Maggie Germano 43:54
I totally agree. And there’s lots of research out there that backs up your point around the fact that women are just typically more philanthropic, they are thinking about the future, whether it’s the future of their own families, or the future of the world, or specific causes that they care about. Women are much more likely to be donating their time or donating their money. And so the more money you have, the more you can potentially contribute, while at the same time being able to take care of yourself and your needs so that you have more emotionally and physically that you can contribute and that you can show up every day in a way that really will help you and others and so I think keeping that in mind, like again, tying back to the you know, not having to suffer in order to contribute and do good work. It’s twofold.

Nicole Iacovoni 44:47
Yeah, it really is a joy to make a lot of money. It really is. And it’s a joy to spend money and it’s a joy to invest money and see it grow and it’s a joy to tend to your money. If If You look at it in a certain way, you know, perspective is everything. attitude is everything. And so, you know, that’s really the nature of the work that I do is helping to shift perspective and helping people to look at their finances in a totally new way, and have a different attitude towards their finances, their finances, so that they can approach their financial life in a new and better way.

Maggie Germano 45:29
I love that. And so what is the first step someone can take? If they’re listening to this? And they’re like, Okay, I’m ready to improve my relationship with money. I’m ready to date my money. Yeah, what is the first step they can take to go in that direction?

Nicole Iacovoni 45:43
Yeah, so I have a free date, your money planner, that you can download on my website. And it’s a little guide to how to get started dating your money, it gives you seven ideas to have a sexy fun, money date, and shows you how to do that. And it gives you a little bit about my story and how I got started dating my money. So that, you know, you can get the ball rolling on connecting and setting aside quality time for your money and really working on improving that relationship. So I would say that that’s the best place to start. It’s a really useful guy to kind of take the first steps and get your feet wet with having that first money date.

Maggie Germano 46:27
Great. And I will link to that in the show notes. So everyone has easy access. Is there anything else we haven’t touched on yet related to the work that you do? Or just this topic about treating your money, like a romantic relationship? Anything, we haven’t covered that you want to make sure folks take away?

Nicole Iacovoni 46:44
I don’t think so this conversation was so juicy and good. And we covered so much in this conversation. You know, again, just like stressing the point of, you know, like, women deserve to be rich, and that’s okay to want that. But rich means different things to every person, you know, what feels rich to me might not feel rich, rich to somebody else. So I think that each woman deserves giving herself permission to want as much money as she wants, and not feel like she has to compare that amount to somebody else, or that she has to reach someone else’s benchmark. And that she can earn that money in whatever way feels good to her to that, you know, like we talked about in this conversation, she doesn’t have to hustle and grind. She doesn’t have to resort to like sleazy marketing tactics. She doesn’t have to create this amazing earth shattering online course. You know, like, if those things don’t feel good to her. Like, those are certainly options, but they’re not the only options to make a living. And so, you know, I think that the most important part is just enjoying the process of making money and not fixating on a destination, and doing what feels good, and then enjoying the financial resources that you have.

• _Given material_
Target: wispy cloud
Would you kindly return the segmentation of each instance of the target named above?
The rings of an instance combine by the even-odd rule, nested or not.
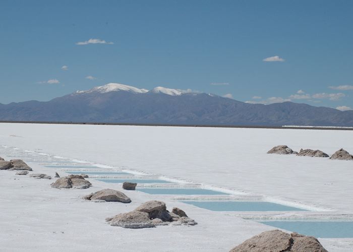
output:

• _Exercises_
A - Retype the stretch of the podcast transcript from "Nicole Iacovoni 45:43" through "first money date.".
B - Continue the podcast transcript about dating your money from where it stops.

• _Answers provided_
A -
Nicole Iacovoni 45:43
Yeah, so I have a free date, your money planner, that you can download on my website. And it’s a little guide to how to get started dating your money, it gives you seven ideas to have a sexy fun, money date, and shows you how to do that. And it gives you a little bit about my story and how I got started dating my money. So that, you know, you can get the ball rolling on connecting and setting aside quality time for your money and really working on improving that relationship. So I would say that that’s the best place to start. It’s a really useful guy to kind of take the first steps and get your feet wet with having that first money date.

B -
Maggie Germano 48:11
That’s great. I think that’s a fantastic way to kind of end. You know, having letting letting the rich mean something different to you. If for whatever your values are, and whatever it really looks like for you. I love that. Yeah. And so is there anything else you mentioned the date your money planners, or anything else you want to promote to listeners that you have going on?

Nicole Iacovoni 48:34
I just invite anyone who’s interested in my work or wants to learn more about having a healthy relationship with money or changing their money mindset, or get tips on making more profit or even dealing with the emotional turmoil that comes up with running a business to visit my website, maybe subscribe to my newsletter, I write a weekly newsletter that sent out that offers a lot of you know, personal stories, inspiration. I’m a huge nerd when it comes to music and playlists. And so I’ll often include like links to my favorite playlists or movie recommendations, and you know, just different ways to add those doses of pleasure to your day and, and make running your business really fun. So if that’s something that interests listeners out there, I would love to welcome you into my community, at my website or on my newsletter. I’m not on social media. I’m one of those weird people that doesn’t do that. So website, email newsletter are the best ways to connect with me.

Maggie Germano 49:38
Okay, great. And I will link all that in the show notes as well so everyone can find you really easily. Well, thank you again for being here today. I thought this was a really great conversation. I love how we kind of touched on the hustle culture. We touched on everything being kind of painful and hard but how you can share Shift what that actually looks and feels like in your life to improve your relationship with money and really transform how you kind of see your own future.

Nicole Iacovoni 50:10
Yeah, thanks so much. This was a super fun chat and I really appreciate being invited on the show. So thanks again for that.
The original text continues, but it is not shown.